[Entries on locating named things]

----

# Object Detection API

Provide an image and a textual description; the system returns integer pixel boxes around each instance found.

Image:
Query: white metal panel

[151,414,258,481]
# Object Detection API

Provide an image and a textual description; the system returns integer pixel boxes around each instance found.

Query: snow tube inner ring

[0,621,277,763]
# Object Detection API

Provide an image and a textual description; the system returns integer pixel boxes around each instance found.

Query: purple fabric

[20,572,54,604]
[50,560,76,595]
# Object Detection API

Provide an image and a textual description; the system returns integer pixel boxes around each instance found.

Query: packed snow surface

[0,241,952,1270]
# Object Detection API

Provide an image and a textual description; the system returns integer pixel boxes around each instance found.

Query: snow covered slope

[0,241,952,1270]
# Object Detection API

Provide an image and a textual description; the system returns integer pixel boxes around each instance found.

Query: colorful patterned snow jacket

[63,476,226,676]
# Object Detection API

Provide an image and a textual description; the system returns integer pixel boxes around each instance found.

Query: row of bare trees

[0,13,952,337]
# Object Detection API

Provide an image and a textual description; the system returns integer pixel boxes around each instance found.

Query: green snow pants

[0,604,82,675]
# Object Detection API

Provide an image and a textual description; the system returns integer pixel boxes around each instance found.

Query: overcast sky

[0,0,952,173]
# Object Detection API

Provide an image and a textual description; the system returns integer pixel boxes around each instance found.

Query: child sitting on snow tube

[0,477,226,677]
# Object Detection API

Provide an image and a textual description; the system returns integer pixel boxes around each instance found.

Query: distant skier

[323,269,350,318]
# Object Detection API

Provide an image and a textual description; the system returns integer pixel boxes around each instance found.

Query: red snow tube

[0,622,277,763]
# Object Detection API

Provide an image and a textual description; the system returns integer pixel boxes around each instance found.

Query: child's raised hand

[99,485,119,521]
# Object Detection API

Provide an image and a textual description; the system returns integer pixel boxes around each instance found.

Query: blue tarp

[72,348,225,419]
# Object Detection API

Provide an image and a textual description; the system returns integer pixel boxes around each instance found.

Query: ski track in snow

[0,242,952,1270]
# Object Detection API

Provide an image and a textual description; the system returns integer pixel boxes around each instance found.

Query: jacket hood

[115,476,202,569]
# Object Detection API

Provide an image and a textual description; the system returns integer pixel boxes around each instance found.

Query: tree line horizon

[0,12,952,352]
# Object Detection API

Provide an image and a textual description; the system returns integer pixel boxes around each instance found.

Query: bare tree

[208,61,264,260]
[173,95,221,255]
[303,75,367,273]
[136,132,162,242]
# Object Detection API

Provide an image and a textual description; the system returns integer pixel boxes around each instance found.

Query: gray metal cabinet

----

Your objective: Pull out each line in the items above that contains the word "bare", and copy those lines without changing them.

Exercise solution:
Query: row of bare trees
Query: bare tree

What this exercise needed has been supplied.